**Text**
□ □ □ □ □ □ □
IVC-Prune: Revealing the Implicit Visual Coordinates in LVLMs for Vision Token Pruning

Zhichao Sun, Yidong Ma, Gang Liu, Yibo Chen, Xu Tang, Yao Hu, Yongchao Xu

Xiaohongshu Inc. Wuhan university

Paper

ICLR 2026

Overview

💡 We reveal a fundamental mechanism of how LVLMs process spatial information：

LVLMs implicitly establish visual coordinate systems through Rotary Position Embeddings (RoPE).

Through theoretical analysis, we discover that specific token positions serve as Implicit Visual Coordinates (IVC tokens)—spatial reference points essential for absolute object localization. These positions occur where RoPE's rotation matrices approximate:

Identity matrix (real-axis references)
□ □ □ □ □ □ □
**Your instructions**
Write the next part of the IVC-Prune overview, picking up after its last line. The listing below comes from a separate source.

**Data listing**
□ □ □ □ □ □ □
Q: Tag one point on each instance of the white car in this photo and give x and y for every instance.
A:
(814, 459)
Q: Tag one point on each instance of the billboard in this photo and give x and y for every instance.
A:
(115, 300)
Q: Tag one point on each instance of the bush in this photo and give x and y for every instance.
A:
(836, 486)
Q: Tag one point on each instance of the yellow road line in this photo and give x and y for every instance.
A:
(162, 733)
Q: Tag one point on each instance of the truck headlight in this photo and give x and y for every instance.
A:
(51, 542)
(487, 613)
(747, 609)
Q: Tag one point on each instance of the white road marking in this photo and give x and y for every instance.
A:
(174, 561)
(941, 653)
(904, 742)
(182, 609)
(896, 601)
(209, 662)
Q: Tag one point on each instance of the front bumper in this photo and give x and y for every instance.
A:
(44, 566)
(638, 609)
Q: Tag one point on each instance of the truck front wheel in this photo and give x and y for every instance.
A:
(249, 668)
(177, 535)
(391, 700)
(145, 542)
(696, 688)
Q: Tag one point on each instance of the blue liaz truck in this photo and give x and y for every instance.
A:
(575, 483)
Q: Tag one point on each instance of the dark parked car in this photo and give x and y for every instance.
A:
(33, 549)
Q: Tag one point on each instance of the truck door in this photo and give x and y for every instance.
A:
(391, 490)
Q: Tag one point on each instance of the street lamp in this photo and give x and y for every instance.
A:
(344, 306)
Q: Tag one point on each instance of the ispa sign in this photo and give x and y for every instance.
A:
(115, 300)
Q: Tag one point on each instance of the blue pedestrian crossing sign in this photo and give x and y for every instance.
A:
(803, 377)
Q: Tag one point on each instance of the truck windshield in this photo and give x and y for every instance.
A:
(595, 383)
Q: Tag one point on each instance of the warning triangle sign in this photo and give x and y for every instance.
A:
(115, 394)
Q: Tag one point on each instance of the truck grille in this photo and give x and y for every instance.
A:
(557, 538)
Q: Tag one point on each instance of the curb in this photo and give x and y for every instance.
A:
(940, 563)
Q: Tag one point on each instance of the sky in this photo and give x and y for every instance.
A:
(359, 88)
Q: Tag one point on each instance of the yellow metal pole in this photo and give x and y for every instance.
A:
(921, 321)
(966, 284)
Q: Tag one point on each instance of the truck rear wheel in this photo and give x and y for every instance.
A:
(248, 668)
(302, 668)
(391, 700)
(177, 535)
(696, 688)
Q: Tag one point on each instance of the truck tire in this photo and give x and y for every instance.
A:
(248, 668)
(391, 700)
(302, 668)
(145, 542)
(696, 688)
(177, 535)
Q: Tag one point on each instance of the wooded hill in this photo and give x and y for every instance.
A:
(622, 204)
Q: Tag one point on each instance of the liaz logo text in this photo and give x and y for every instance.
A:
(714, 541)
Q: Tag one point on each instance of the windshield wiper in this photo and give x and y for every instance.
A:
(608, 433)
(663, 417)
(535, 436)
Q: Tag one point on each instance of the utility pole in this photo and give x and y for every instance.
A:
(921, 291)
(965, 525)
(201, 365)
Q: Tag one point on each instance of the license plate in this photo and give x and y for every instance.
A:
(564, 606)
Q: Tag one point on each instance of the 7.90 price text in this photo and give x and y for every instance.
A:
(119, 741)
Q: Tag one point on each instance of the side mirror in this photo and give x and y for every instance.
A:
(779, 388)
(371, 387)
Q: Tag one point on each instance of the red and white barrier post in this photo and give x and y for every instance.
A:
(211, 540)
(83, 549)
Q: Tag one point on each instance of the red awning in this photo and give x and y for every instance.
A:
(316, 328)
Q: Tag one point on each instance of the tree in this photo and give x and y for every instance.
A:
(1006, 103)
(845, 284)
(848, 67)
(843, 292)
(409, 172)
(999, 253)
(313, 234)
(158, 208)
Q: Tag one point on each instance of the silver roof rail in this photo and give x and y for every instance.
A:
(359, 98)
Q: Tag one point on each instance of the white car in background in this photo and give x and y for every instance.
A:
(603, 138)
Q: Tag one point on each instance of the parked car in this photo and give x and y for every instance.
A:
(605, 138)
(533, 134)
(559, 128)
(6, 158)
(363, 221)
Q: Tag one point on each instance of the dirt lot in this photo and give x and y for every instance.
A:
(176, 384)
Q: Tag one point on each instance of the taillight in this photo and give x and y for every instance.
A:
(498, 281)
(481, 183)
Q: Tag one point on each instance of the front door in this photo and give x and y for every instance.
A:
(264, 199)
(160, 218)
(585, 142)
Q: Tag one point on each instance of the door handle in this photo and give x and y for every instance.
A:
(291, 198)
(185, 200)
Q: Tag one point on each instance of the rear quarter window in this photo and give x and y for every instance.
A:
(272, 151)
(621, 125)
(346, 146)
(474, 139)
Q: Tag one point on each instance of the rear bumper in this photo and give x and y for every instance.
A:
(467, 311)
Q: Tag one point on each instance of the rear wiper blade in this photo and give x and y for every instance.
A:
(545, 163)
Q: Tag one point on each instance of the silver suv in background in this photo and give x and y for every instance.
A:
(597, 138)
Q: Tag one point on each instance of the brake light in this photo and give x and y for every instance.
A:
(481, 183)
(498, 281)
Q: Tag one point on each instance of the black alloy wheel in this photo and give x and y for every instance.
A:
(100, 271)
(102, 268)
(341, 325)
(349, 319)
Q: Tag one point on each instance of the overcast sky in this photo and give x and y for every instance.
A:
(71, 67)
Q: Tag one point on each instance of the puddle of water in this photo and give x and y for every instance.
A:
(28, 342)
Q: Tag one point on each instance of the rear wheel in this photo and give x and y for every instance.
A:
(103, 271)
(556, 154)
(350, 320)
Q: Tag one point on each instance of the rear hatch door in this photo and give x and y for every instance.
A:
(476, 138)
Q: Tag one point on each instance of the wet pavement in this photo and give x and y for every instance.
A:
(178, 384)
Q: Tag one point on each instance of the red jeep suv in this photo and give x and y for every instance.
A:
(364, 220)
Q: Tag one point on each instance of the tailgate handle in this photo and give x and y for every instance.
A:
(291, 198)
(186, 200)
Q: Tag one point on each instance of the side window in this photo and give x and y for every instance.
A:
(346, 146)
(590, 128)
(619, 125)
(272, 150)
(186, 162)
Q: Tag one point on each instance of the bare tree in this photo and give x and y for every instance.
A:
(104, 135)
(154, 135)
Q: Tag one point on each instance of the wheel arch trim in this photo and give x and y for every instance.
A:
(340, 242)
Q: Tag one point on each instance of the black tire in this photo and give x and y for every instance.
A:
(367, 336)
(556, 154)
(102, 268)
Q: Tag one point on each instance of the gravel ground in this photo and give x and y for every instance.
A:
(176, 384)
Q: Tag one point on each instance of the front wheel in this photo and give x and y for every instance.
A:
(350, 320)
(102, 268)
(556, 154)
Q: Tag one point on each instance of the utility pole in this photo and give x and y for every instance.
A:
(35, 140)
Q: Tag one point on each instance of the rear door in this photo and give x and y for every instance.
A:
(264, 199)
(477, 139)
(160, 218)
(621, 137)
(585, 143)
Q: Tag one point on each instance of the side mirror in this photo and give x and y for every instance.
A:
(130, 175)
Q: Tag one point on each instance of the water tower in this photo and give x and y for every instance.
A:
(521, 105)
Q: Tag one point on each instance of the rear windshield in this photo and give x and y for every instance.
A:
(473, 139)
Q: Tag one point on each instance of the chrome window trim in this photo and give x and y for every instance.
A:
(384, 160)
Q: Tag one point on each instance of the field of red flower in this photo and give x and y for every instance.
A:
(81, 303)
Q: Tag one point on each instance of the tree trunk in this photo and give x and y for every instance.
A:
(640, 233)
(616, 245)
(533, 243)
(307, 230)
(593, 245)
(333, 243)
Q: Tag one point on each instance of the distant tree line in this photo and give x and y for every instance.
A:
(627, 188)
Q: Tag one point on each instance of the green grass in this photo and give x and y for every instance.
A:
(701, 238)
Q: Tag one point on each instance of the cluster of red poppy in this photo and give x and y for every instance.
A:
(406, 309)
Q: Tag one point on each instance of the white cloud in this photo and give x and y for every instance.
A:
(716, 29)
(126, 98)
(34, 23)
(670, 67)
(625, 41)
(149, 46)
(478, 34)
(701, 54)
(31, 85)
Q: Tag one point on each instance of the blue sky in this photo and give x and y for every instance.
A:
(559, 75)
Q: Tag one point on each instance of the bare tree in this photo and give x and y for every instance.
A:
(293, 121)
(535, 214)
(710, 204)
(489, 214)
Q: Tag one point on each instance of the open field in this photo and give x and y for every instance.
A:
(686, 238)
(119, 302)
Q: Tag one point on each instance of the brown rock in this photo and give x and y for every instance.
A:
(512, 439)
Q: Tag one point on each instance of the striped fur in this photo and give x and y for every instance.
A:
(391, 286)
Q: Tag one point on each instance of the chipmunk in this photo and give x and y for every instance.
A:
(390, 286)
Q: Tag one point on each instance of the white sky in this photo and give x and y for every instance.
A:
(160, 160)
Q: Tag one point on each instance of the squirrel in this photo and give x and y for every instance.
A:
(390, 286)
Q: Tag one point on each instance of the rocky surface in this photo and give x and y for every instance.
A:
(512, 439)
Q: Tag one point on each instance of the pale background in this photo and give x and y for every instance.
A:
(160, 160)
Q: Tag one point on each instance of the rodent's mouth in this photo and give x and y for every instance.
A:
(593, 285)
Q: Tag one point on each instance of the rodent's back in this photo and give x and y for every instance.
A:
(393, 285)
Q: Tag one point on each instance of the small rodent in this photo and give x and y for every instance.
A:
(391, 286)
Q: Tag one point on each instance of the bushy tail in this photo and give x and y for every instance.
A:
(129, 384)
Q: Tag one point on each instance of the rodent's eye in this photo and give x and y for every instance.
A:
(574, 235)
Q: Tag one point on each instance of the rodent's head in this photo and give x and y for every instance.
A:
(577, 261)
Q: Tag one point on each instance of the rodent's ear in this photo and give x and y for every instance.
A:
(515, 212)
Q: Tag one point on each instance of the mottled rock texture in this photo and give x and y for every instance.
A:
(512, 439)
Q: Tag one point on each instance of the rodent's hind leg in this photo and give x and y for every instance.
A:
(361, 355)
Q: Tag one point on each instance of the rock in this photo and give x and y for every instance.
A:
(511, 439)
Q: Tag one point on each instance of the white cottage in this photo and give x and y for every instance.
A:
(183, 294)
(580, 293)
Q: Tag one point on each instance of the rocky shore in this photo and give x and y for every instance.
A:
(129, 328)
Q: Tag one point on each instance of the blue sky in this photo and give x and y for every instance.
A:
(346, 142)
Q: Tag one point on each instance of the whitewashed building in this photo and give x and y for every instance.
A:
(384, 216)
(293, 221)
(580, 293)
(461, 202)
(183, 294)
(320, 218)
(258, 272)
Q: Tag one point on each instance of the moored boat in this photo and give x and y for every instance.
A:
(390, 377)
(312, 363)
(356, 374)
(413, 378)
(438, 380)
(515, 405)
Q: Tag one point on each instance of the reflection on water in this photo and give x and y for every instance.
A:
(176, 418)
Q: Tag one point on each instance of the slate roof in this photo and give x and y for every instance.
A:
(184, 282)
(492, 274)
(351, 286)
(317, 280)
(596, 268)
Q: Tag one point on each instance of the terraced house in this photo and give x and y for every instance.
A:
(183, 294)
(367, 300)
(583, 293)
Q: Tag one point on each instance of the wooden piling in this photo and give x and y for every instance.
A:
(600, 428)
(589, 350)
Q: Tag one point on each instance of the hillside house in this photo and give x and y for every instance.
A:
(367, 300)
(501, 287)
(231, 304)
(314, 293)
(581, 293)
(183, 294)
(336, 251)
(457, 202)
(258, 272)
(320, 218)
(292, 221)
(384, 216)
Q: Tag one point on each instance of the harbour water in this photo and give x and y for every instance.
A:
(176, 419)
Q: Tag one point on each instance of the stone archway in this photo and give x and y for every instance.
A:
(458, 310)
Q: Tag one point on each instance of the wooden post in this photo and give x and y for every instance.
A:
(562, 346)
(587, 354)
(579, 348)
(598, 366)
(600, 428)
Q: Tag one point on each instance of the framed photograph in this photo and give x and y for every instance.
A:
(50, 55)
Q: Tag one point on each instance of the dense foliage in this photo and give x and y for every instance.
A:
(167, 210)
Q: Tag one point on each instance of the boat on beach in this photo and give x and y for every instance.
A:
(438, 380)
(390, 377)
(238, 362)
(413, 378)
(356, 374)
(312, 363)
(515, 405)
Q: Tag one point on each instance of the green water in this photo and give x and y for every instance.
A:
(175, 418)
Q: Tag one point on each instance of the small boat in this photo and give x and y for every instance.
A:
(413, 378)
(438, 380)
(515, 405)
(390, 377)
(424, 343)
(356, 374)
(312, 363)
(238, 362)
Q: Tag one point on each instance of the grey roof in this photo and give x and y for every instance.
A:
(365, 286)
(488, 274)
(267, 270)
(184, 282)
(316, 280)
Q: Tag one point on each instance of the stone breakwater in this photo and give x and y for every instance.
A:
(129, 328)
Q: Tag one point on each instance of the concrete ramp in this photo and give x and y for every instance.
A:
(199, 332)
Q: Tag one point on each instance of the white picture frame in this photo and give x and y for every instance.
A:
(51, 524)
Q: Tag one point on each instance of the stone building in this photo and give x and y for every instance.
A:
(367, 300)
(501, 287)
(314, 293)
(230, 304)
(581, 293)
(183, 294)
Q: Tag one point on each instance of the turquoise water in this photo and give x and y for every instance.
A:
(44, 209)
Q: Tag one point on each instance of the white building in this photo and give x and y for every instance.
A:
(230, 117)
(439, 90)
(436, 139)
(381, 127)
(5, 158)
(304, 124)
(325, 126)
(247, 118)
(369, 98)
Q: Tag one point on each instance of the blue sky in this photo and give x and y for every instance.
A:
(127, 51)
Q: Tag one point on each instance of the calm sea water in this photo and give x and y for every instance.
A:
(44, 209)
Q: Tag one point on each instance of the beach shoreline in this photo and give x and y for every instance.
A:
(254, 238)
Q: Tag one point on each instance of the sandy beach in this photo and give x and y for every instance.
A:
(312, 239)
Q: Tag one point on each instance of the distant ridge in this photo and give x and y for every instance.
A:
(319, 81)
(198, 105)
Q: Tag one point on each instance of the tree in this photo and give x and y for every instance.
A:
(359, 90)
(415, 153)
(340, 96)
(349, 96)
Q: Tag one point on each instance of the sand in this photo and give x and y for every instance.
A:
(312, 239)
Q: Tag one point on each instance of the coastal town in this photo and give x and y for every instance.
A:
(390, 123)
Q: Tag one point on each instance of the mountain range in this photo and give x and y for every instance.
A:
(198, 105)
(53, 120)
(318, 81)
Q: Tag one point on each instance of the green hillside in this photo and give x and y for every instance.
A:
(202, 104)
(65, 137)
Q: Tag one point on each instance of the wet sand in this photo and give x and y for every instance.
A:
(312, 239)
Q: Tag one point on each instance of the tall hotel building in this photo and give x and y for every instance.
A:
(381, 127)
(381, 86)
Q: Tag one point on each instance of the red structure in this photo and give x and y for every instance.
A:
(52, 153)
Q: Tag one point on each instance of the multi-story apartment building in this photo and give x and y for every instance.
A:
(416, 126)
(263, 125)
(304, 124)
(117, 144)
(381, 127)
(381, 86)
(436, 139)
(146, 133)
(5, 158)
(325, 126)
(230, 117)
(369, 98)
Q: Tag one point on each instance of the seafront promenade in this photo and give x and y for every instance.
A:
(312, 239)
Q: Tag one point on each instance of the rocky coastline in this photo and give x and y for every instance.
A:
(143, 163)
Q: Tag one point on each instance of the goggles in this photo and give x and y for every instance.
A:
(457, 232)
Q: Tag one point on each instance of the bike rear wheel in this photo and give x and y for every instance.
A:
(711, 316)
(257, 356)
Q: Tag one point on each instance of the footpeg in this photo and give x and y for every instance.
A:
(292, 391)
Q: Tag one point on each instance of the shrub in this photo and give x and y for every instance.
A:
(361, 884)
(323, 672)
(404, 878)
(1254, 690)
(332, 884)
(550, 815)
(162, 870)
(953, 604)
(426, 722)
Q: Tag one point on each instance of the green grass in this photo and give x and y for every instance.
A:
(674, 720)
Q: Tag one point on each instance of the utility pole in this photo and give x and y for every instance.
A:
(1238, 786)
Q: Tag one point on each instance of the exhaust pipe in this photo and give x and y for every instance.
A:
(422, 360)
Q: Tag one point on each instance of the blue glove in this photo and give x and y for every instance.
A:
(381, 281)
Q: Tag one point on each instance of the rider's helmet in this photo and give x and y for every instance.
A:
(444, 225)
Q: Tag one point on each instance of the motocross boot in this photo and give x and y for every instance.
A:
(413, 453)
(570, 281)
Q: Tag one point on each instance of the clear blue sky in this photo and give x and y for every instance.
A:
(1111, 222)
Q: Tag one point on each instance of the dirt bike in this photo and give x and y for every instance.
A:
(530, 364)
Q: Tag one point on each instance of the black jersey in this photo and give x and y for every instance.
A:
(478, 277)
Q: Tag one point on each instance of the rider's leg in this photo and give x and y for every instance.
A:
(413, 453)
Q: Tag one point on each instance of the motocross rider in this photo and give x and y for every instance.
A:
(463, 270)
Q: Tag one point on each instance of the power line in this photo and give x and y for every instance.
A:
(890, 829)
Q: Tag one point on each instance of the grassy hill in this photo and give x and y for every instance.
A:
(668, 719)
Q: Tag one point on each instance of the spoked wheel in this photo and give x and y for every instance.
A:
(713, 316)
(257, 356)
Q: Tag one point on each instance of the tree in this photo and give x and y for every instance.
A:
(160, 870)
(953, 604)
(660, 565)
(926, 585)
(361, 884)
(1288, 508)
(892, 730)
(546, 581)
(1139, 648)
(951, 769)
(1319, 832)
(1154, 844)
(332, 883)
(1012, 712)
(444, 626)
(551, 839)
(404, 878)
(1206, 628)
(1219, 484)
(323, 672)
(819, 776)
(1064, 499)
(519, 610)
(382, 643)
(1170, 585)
□ □ □ □ □ □ □
**Answer below**
90° rotation matrix (imaginary-axis references)

This provides the first theoretical characterization of spatial reasoning mechanisms in LVLMs.

🚀 Method: IVC-Prune

A training-free, prompt-aware pruning strategy that preserves two crucial token types:

IVC Tokens: Identified by analyzing RoPE's mathematical properties (cosine/sine components across dimensions)
Foreground Tokens: Selected via a robust two-stage process:
- Stage 1: Semantic seed identification using value-vector similarity (avoiding positional bias)
- Stage 2: Contextual refinement to capture complete objects

Key Innovation: Single-selection pruning strategy—tokens are selected once at an intermediate layer and applied across all layers, maximizing KV-cache reduction while preserving original position IDs.

📝 TODO List:

Open Source Plan for Qwen, LLaVA, InternVL, DeepSeek Support

Supported LVLMs

✅ Qwen-VL Support (transformers code)
- Qwen2.5-VL
- Qwen2-VL
LLaVA Support
InternVL Support
DeepSeek-VL Support

Installation

Based on VLMEvalKit and transformers. We have supported grounding data testing code in VLMEvalKit.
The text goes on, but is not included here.